● **EXTRACT TO READ**
====================
With respect to the three different views, a differentiation can be made according to two con­cepts of stakeholder management: the strategic stakeholder management and the intrinsic stake­holder management. The descriptive and the instrumental views are subsumed into the strategic approach, which pursues a stakeholder management by means of generating positive effects con­tributing to the overall firms’ performance. On the contrary the normative view is linked to the intrinsic stakeholder management, which can be understood as a “normative (moral) commit­ment to treating stakeholders in a positive way”[83], which in turn also increases positive effects of the corporate performance.[84]

2.3.2 Identification of Employees as First-Class-Stakeholder-Group

Stakeholder management has become important, since managers have discovered that many stakeholders ought to be satisfied in order to meet the firms’ objectives.[85] As each stakeholder pursues different interests which mutually influence each other, the challenging task is therefore, to balance in between the area of conflict of diverse interests. However, basically not all stakes in the firm are legitimate a priori.[86] Insofar it must be clarified in how far the firms’ management is supposed to take into account the stakes of the various stakeholders. Consequently, to manage stakeholders effectively, each firm has to answer the question “who are our stakeholders?”[87]. Among literature a few approaches have been put forward to classify stakeholders according to their significance for the firm.[88] Clarkson distinguishes between primary and secondary stakeholders, whereas the primary stakeholder group is the one without whose continuing participation the firm cannot survive as a going concern. Accordingly, profitable companies can be differentiated from others that in the past have created wealth and value for all its primary stakeholder groups. In contrast, the secondary stakeholder group is not essential for the firms’ survival.[89] Encompassing the employees as focus against the background of the paper at hand, it is preva­lently accepted that employees are one of the most important stakeholders a firm has. Regardless whether one acknowledges Clarkson’s categorisation of stakeholder groups, which puts employ­ees in the group of primary stakeholders, or one screens other noted approaches of stakeholder categorisations, effectively in all respects employees are considered “to take on a peculiar role among stakeholders as they are closely integrated to the firm”[90].[91]

From the firms’ perspective, employees have significant influence on the firm, since they belong to one of the most important ‘resources’ a company obtains in terms of knowledge and skills. In particular, in an information- and knowledge-based strategy era in which continuing shortage of highly skilled and talented workers is expected, employees are the basis of potential competitive advantage.[92] Furthermore, they represent the company towards other stakeholders, such as cus­tomers, the local community and so forth, and besides act in the name of the firm towards them.[93] On the contrary, from the employees’ perspective they are greatly affected by the success or failure of the company, since they are dependent on income.
====================
● **THINGS TO DO**
(1) Answer these questions from the stakeholder passage:
(a) Which two views are subsumed into the strategic approach?
(b) According to Clarkson, what defines the primary stakeholder group?
(c) From the employees' perspective, why are they greatly affected by the success or failure of the company?
(2) Return the stretch of the stakeholder passage from "From the firms’" through "dependent on income.", copied word for word.
Rely only on the stakeholder passage above.

(Dataset excerpt)
====================
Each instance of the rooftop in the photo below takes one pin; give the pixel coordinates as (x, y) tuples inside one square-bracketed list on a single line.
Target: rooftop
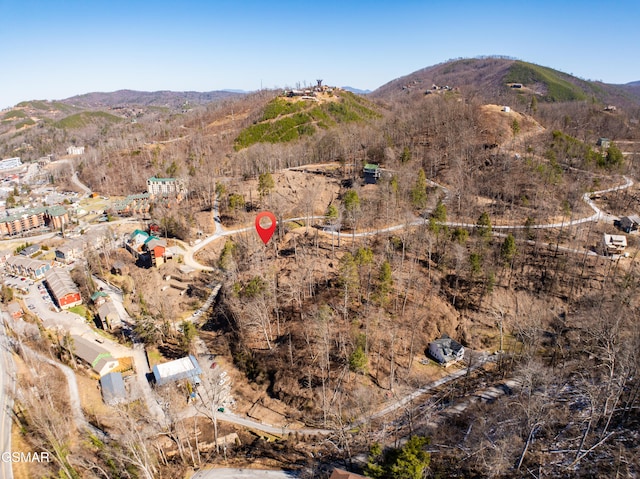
[(182, 368), (60, 282)]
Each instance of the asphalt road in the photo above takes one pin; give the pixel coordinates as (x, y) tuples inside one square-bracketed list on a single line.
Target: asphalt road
[(228, 473), (7, 386)]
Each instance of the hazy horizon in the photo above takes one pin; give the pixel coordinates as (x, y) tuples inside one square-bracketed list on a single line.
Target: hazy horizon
[(59, 50)]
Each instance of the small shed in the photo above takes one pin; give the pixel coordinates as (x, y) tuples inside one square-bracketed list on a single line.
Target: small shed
[(14, 310), (30, 250), (614, 244), (113, 389), (118, 267), (446, 350), (371, 173)]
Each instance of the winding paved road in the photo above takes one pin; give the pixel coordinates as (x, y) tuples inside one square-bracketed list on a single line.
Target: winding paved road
[(7, 387)]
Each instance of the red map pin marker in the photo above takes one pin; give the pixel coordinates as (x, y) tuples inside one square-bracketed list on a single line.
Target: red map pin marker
[(265, 233)]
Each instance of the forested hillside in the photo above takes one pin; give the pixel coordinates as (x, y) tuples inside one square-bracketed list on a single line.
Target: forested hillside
[(486, 224)]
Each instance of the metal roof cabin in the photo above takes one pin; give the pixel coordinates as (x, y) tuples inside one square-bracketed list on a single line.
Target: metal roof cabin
[(113, 389), (183, 368)]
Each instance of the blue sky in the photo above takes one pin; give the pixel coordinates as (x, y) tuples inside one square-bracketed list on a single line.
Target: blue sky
[(53, 49)]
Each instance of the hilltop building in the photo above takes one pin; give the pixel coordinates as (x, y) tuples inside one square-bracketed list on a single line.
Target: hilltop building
[(164, 186)]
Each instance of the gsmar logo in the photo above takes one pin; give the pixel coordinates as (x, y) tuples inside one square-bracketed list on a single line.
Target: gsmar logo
[(42, 456)]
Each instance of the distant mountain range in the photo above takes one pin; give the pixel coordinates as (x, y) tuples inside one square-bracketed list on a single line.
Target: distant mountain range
[(494, 78), (163, 98), (356, 90)]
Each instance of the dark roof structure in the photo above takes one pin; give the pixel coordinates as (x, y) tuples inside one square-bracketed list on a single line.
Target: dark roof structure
[(113, 390), (60, 282)]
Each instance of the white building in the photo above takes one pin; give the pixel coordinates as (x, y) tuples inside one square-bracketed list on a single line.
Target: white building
[(164, 186), (75, 150), (10, 163)]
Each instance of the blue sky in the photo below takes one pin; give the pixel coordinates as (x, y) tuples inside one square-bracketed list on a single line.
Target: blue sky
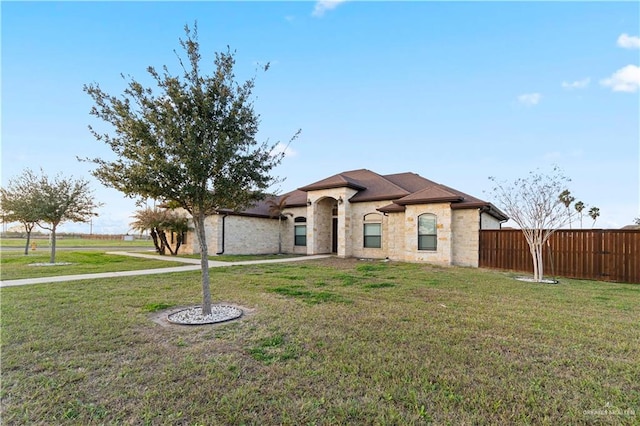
====================
● **FINAL ANSWERS**
(1)
(a) The descriptive and the instrumental views.
(b) It is the group without whose continuing participation the firm cannot survive as a going concern.
(c) They are dependent on income.

(2)
From the firms’ perspective, employees have significant influence on the firm, since they belong to one of the most important ‘resources’ a company obtains in terms of knowledge and skills. In particular, in an information- and knowledge-based strategy era in which continuing shortage of highly skilled and talented workers is expected, employees are the basis of potential competitive advantage.[92] Furthermore, they represent the company towards other stakeholders, such as cus­tomers, the local community and so forth, and besides act in the name of the firm towards them.[93] On the contrary, from the employees’ perspective they are greatly affected by the success or failure of the company, since they are dependent on income.